- _Short task_
Lay out everything from the line containing "Could you please point out the shrub" down to the end of the material as a two-column CSV with the columns wording and coordinates, one row per line of wording paired with its coordinates. Put each value in a single quoted field with line breaks turned into spaces, and leave the pictures out.

═══ Data to use

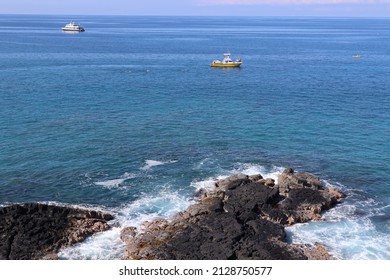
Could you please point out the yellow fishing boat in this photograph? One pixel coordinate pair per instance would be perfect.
(226, 62)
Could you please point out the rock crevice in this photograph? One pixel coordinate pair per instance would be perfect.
(242, 218)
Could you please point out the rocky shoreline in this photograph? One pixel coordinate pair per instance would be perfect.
(242, 218)
(33, 231)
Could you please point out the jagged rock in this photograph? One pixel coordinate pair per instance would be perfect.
(289, 180)
(38, 231)
(316, 252)
(232, 182)
(243, 218)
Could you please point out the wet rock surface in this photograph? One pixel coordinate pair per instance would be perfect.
(37, 231)
(243, 218)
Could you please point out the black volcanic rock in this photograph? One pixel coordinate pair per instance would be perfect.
(243, 218)
(33, 231)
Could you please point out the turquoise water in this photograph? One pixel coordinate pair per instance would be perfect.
(128, 116)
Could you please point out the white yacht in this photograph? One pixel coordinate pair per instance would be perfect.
(72, 26)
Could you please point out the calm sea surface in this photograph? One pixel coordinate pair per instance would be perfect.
(129, 117)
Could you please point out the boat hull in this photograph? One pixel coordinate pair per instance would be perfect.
(73, 30)
(225, 64)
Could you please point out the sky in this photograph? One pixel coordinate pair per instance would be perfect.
(338, 8)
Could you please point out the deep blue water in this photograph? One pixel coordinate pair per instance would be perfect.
(129, 117)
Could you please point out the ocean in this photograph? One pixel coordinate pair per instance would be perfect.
(128, 117)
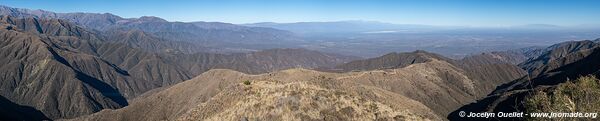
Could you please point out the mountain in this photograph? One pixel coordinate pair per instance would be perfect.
(341, 27)
(12, 111)
(387, 61)
(200, 34)
(99, 72)
(433, 86)
(555, 68)
(535, 65)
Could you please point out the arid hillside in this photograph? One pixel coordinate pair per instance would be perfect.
(420, 91)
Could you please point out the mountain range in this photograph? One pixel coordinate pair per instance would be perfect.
(90, 66)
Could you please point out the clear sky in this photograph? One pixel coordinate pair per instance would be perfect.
(430, 12)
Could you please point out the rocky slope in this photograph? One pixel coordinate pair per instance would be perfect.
(98, 73)
(559, 65)
(208, 35)
(429, 89)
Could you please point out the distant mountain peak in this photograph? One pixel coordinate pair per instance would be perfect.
(151, 19)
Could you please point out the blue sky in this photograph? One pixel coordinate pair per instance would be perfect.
(430, 12)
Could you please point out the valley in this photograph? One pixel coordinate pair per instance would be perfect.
(95, 66)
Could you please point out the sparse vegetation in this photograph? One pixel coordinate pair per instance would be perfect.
(247, 82)
(581, 95)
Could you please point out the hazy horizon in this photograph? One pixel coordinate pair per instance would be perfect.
(429, 12)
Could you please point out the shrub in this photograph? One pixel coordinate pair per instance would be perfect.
(247, 82)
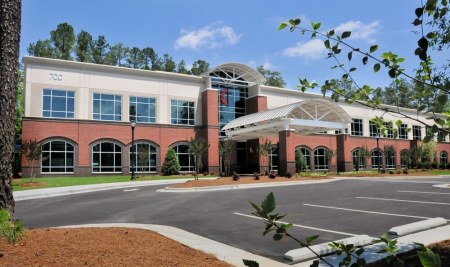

══════

- _Output_
wording,coordinates
"Could you please point out the shrub in this photograph? One pixel coordinate pair per instance would be perfect.","(247, 82)"